Please convert the listing below into a numbered list, leaving out any blank lines.

### PROVIDED ENTRIES
◆ ◆ ◆ ◆ ◆ ◆ ◆

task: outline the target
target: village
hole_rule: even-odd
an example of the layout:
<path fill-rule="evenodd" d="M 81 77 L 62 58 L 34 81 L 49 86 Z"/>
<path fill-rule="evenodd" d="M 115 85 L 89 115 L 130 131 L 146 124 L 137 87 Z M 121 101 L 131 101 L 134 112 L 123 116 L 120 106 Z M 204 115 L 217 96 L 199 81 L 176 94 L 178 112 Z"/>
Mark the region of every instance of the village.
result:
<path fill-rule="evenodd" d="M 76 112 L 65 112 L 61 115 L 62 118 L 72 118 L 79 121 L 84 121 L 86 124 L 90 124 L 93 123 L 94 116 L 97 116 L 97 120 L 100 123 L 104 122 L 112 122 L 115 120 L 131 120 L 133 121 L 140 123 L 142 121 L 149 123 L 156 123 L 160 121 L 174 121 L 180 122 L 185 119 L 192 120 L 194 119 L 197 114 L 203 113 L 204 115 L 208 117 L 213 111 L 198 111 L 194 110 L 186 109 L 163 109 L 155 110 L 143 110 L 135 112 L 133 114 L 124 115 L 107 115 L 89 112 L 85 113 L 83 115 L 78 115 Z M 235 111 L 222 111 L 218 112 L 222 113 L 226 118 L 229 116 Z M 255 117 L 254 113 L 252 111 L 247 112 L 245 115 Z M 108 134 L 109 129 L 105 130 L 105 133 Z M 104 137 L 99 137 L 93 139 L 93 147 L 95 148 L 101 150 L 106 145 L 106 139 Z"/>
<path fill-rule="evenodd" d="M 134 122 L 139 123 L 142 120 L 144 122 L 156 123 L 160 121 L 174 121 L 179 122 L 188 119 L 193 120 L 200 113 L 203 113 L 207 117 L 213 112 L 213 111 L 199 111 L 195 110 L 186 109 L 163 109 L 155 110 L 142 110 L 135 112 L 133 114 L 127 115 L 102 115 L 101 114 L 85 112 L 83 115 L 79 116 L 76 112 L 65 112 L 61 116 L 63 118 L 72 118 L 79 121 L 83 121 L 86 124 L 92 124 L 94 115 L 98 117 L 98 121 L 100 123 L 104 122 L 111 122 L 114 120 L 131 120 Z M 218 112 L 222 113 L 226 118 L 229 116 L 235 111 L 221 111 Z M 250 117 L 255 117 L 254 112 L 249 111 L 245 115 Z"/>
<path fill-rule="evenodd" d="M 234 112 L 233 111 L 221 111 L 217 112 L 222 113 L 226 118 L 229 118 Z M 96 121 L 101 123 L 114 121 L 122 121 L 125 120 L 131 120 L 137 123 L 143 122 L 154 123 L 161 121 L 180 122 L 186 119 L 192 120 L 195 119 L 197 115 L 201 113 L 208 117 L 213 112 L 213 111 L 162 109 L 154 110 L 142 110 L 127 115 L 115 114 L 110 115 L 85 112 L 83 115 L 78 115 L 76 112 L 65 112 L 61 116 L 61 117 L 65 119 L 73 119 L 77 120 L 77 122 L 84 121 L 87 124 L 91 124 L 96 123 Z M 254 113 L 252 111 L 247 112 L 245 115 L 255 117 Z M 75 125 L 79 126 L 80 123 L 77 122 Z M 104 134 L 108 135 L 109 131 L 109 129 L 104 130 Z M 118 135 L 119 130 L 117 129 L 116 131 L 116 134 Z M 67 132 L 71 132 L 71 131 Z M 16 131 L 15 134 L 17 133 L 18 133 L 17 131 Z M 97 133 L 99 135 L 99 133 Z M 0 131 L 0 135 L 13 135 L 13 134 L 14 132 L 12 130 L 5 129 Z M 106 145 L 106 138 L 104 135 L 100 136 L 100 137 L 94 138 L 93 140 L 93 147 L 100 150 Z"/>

◆ ◆ ◆ ◆ ◆ ◆ ◆

### ANSWER
1. task: outline the target
2. target: village
3. hole_rule: even-odd
4. an example of the layout:
5. <path fill-rule="evenodd" d="M 81 77 L 62 58 L 34 81 L 49 86 Z"/>
6. <path fill-rule="evenodd" d="M 115 85 L 89 115 L 130 131 L 146 124 L 137 87 Z M 121 101 L 131 101 L 134 112 L 123 116 L 120 106 Z M 204 115 L 217 96 L 199 81 L 176 94 L 178 112 Z"/>
7. Mark the region of every instance of the village.
8. result:
9. <path fill-rule="evenodd" d="M 76 112 L 65 112 L 61 115 L 62 118 L 72 118 L 79 121 L 84 121 L 86 124 L 90 124 L 93 123 L 94 116 L 97 116 L 97 120 L 100 123 L 104 122 L 112 122 L 115 120 L 131 120 L 133 121 L 140 123 L 142 121 L 149 123 L 156 123 L 160 121 L 174 121 L 180 122 L 185 119 L 192 120 L 194 119 L 197 114 L 203 113 L 204 115 L 208 117 L 213 111 L 198 111 L 194 110 L 186 109 L 163 109 L 155 110 L 143 110 L 135 112 L 133 114 L 124 115 L 107 115 L 89 112 L 85 113 L 83 115 L 78 115 Z M 235 111 L 222 111 L 218 112 L 222 113 L 226 118 L 229 116 Z M 255 117 L 254 113 L 252 111 L 247 112 L 245 115 Z M 108 134 L 109 129 L 105 130 L 105 133 Z M 104 137 L 99 137 L 93 139 L 93 147 L 95 148 L 101 150 L 106 145 L 106 139 Z"/>
10. <path fill-rule="evenodd" d="M 134 122 L 139 123 L 142 120 L 144 122 L 156 123 L 160 121 L 174 121 L 179 122 L 188 119 L 193 120 L 200 113 L 203 113 L 207 117 L 213 112 L 213 111 L 199 111 L 195 110 L 186 109 L 163 109 L 155 110 L 142 110 L 135 112 L 133 114 L 127 115 L 102 115 L 101 114 L 85 112 L 83 115 L 79 116 L 76 112 L 65 112 L 61 116 L 63 118 L 72 118 L 79 121 L 83 121 L 86 124 L 92 124 L 94 115 L 98 117 L 98 121 L 100 123 L 104 122 L 111 122 L 114 120 L 131 120 Z M 218 112 L 222 113 L 226 118 L 229 116 L 235 111 L 221 111 Z M 250 117 L 255 117 L 254 112 L 249 111 L 245 115 Z"/>
11. <path fill-rule="evenodd" d="M 234 112 L 233 111 L 221 111 L 217 112 L 222 113 L 226 118 L 229 118 Z M 96 121 L 101 123 L 114 121 L 122 121 L 125 120 L 131 120 L 137 123 L 143 122 L 154 123 L 161 121 L 180 122 L 186 119 L 192 120 L 195 119 L 197 115 L 201 113 L 208 117 L 213 112 L 213 111 L 162 109 L 154 110 L 142 110 L 127 115 L 115 114 L 110 115 L 85 112 L 83 115 L 78 115 L 76 112 L 65 112 L 61 116 L 61 117 L 65 119 L 73 119 L 77 120 L 77 122 L 84 121 L 87 124 L 91 124 L 96 123 Z M 254 113 L 252 111 L 247 112 L 245 115 L 255 117 Z M 75 125 L 79 126 L 80 123 L 77 122 Z M 104 134 L 108 135 L 109 131 L 109 129 L 104 130 Z M 118 135 L 119 130 L 117 129 L 116 131 L 116 134 Z M 67 132 L 71 132 L 71 131 Z M 16 131 L 15 134 L 17 133 L 18 133 L 17 131 Z M 97 133 L 99 135 L 99 133 Z M 0 131 L 0 135 L 13 135 L 13 134 L 14 132 L 12 130 L 5 129 Z M 106 145 L 106 138 L 104 135 L 100 136 L 100 137 L 94 138 L 93 140 L 93 147 L 100 150 Z"/>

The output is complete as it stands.